**What is being asked:** Look for "Query: building facade" in the entries below. Then write out exactly the line that holds it and every line after it, to the last, and nothing else.

**Provided records:**
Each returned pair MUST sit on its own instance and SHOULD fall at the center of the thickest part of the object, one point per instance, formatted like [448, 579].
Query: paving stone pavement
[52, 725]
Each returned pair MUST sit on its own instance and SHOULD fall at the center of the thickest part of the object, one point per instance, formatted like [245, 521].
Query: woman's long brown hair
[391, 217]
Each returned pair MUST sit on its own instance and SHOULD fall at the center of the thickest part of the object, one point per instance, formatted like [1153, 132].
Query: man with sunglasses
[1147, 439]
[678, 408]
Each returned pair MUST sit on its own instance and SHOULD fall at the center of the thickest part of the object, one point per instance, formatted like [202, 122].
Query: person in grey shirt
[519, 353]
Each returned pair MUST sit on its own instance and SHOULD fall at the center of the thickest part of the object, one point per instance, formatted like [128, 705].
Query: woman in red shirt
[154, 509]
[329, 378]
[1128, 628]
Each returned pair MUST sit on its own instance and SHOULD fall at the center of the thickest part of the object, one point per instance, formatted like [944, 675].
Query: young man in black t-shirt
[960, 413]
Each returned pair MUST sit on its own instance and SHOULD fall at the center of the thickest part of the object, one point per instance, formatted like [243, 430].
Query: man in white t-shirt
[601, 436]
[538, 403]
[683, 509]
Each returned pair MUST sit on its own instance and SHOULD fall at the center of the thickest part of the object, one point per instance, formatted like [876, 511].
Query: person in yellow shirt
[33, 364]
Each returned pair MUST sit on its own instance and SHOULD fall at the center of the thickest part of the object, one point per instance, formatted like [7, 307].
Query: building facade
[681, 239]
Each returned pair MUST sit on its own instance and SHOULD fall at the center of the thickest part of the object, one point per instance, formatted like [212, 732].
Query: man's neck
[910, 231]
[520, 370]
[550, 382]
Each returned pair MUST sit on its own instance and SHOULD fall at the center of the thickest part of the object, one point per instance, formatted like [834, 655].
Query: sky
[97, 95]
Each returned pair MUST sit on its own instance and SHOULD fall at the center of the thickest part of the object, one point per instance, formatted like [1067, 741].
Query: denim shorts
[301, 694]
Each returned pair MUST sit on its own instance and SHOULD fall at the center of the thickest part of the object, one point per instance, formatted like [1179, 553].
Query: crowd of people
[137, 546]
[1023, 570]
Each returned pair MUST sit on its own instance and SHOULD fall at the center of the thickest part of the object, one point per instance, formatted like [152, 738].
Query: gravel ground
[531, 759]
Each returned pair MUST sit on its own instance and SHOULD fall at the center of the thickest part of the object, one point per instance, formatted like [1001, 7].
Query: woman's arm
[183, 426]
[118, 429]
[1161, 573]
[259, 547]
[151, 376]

**Response:**
Query: building facade
[681, 239]
Each returned pair MUST sit on its own instance and SHOULD fall at the center of the thickest part of the object, one point per instance, formatted like [212, 732].
Query: man's neck
[910, 231]
[520, 370]
[550, 382]
Each returned pair MUST sit on its own instance and SHOULD fall at the center of the thickest part of the object, one point per instance, formatted like [834, 655].
Query: sky
[97, 95]
Each returned pair MUST sit on its own instance and SHOULD fall at the center of the thickest part of the object, one point per instance, formatted like [1067, 741].
Query: denim shorts
[301, 694]
Each returned pair MUST sit on its own instance and SHOULD fall at the center of the thickest part of the object, one point per instance, formatted like [1179, 553].
Query: crowd of people
[137, 546]
[1023, 570]
Each returned pair MUST sit on its own instance and SHOULD fall at the center of the thickest part of the object, one point per instance, formatted like [152, 738].
Query: gravel ground
[531, 759]
Each returned pair MUST sit on its own instance and SHOULD fall at the center of the thickest part of the object, one point per instance, formatted like [1001, 7].
Query: woman's arm
[183, 426]
[118, 429]
[1161, 573]
[259, 547]
[151, 376]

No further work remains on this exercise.